Please rewrite the rows below as a JSON list of strings, one string per line, skipping blank lines and leaving out the pictures.

--------------------

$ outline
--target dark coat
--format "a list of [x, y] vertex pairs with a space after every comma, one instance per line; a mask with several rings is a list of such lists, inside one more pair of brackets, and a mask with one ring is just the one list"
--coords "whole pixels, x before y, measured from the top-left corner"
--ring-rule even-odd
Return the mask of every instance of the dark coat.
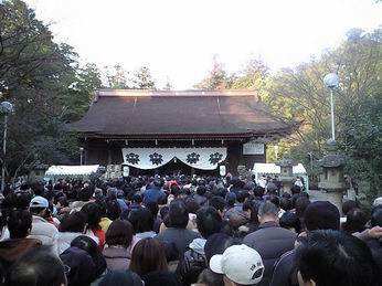
[[266, 222], [258, 230], [250, 233], [243, 243], [256, 250], [263, 258], [264, 276], [262, 285], [269, 285], [277, 259], [295, 245], [297, 234], [283, 229], [276, 222]]

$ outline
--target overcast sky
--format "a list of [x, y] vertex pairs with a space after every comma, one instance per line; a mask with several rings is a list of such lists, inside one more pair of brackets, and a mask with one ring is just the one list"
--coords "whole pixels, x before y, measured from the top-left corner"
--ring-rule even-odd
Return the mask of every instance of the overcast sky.
[[82, 61], [148, 66], [157, 86], [191, 88], [213, 56], [231, 71], [262, 57], [273, 71], [336, 47], [352, 28], [382, 24], [375, 0], [26, 0]]

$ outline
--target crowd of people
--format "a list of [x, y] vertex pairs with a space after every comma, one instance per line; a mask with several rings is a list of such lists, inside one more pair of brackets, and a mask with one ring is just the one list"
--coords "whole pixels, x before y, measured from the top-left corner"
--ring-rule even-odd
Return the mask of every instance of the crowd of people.
[[0, 285], [382, 285], [382, 199], [338, 210], [273, 184], [156, 176], [6, 189]]

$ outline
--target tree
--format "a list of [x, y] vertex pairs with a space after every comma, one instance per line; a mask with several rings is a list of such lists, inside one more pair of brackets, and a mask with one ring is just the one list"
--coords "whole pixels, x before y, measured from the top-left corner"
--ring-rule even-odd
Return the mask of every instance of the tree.
[[77, 67], [73, 49], [53, 42], [49, 25], [23, 1], [0, 6], [0, 99], [14, 104], [7, 158], [1, 156], [8, 178], [36, 161], [65, 163], [77, 158], [76, 140], [64, 131], [64, 123], [86, 110], [94, 84]]
[[[323, 155], [330, 137], [329, 91], [322, 77], [336, 72], [340, 88], [335, 93], [337, 140], [348, 156], [350, 176], [369, 180], [370, 195], [381, 184], [380, 112], [382, 88], [382, 29], [364, 33], [354, 29], [335, 50], [295, 70], [283, 70], [272, 77], [264, 98], [273, 113], [303, 120], [297, 137], [286, 145], [295, 159], [307, 161], [307, 152]], [[371, 112], [370, 112], [370, 110]], [[380, 147], [381, 148], [381, 147]], [[305, 159], [304, 159], [305, 158]]]
[[117, 89], [130, 88], [127, 81], [128, 72], [119, 64], [116, 64], [113, 68], [105, 66], [105, 70], [108, 87]]
[[231, 88], [234, 81], [235, 75], [229, 75], [227, 72], [224, 70], [224, 65], [217, 62], [216, 56], [214, 56], [213, 67], [210, 71], [210, 74], [200, 83], [195, 84], [194, 87], [202, 89]]
[[156, 89], [156, 82], [153, 81], [150, 70], [147, 66], [138, 68], [131, 82], [134, 83], [134, 88]]

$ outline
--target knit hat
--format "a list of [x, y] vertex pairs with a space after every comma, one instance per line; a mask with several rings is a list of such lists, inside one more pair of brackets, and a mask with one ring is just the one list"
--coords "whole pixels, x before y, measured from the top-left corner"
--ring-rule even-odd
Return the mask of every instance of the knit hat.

--------------------

→ **CORRECT ANSWER**
[
  "$ outline",
  "--target dark coat",
  "--format \"a list of [x, y] vertex pairs with a space after every comma, one instance per line; a mask with several rings is a list of such lists, inside one more pair of brackets, and a mask with one ring is just the one list\"",
  "--coords \"whole pixels, x before y, measured from the top-left corner\"",
  "--ring-rule even-odd",
  "Return the mask of every instance of the dark coat.",
  "[[266, 222], [258, 230], [250, 233], [243, 243], [256, 250], [263, 258], [264, 276], [262, 285], [269, 285], [277, 259], [295, 245], [297, 234], [283, 229], [276, 222]]",
  "$ outline",
  "--target overcast sky",
  "--format \"a list of [x, y] vertex pairs with a space after every comma, one instance per line; a mask with several rings is a list of such lists, inside one more pair of brackets, and a mask with one ring is just the one list\"",
  "--coords \"whole pixels, x before y, measured from the top-left corner\"",
  "--ring-rule even-odd",
  "Return the mask of every instance of the overcast sky.",
  "[[82, 61], [148, 66], [157, 86], [191, 88], [213, 56], [231, 71], [262, 57], [273, 71], [336, 47], [352, 28], [382, 24], [375, 0], [26, 0]]",
  "$ outline",
  "--target crowd of people",
  "--format \"a list of [x, y] vertex pairs with a space after every comma, one instance per line; a mask with several rings is a list of such lists, inside one more pair of brackets, and a mask with one ring is just the one list\"",
  "--coords \"whole pixels, x before y, measured from the top-left corner\"",
  "--ring-rule even-odd",
  "Return the mask of every instance of the crowd of people.",
  "[[0, 285], [382, 285], [382, 199], [338, 210], [273, 184], [156, 176], [6, 189]]",
  "$ outline",
  "--target tree",
  "--format \"a list of [x, y] vertex pairs with a space after every comma, one instance per line; a mask with several rings is a list of such lists, inside one more pair of brackets, and a mask with one ring is just the one list\"",
  "--coords \"whole pixels, x before y, measured from the top-left corner\"",
  "--ring-rule even-odd",
  "Return the mask of every instance of the tree.",
  "[[77, 67], [73, 49], [53, 42], [49, 25], [23, 1], [0, 6], [0, 99], [14, 104], [7, 158], [1, 156], [8, 178], [36, 161], [65, 163], [77, 158], [76, 140], [64, 131], [64, 123], [86, 110], [94, 84]]",
  "[[[323, 155], [330, 137], [329, 91], [322, 77], [336, 72], [340, 88], [335, 93], [337, 140], [348, 156], [350, 176], [369, 180], [370, 195], [381, 184], [380, 112], [382, 88], [382, 29], [364, 33], [354, 29], [335, 50], [295, 70], [283, 70], [272, 77], [264, 98], [273, 113], [303, 120], [297, 137], [286, 145], [295, 159], [307, 161], [307, 152]], [[371, 112], [370, 112], [370, 110]], [[380, 147], [381, 148], [381, 147]], [[305, 159], [304, 159], [305, 158]]]",
  "[[117, 89], [130, 88], [127, 81], [128, 72], [119, 64], [116, 64], [113, 68], [105, 66], [105, 70], [108, 87]]",
  "[[231, 88], [234, 81], [235, 75], [229, 75], [227, 72], [224, 70], [224, 65], [217, 62], [216, 56], [214, 56], [213, 67], [210, 71], [210, 74], [200, 83], [195, 84], [194, 87], [202, 89]]",
  "[[156, 89], [156, 82], [153, 81], [150, 70], [147, 66], [138, 68], [131, 82], [134, 83], [134, 88]]",
  "$ outline",
  "--target knit hat",
  "--format \"a list of [x, y] vertex pairs with a space after every comma, one instance per line; a mask with several rings is a list of such lists, inside one more pair of brackets, and a mask with one ring is just the one list\"",
  "--coords \"whole pixels, x before y, measured from the top-left corner\"",
  "--ring-rule even-odd",
  "Return the mask of every instance of the knit hat."
]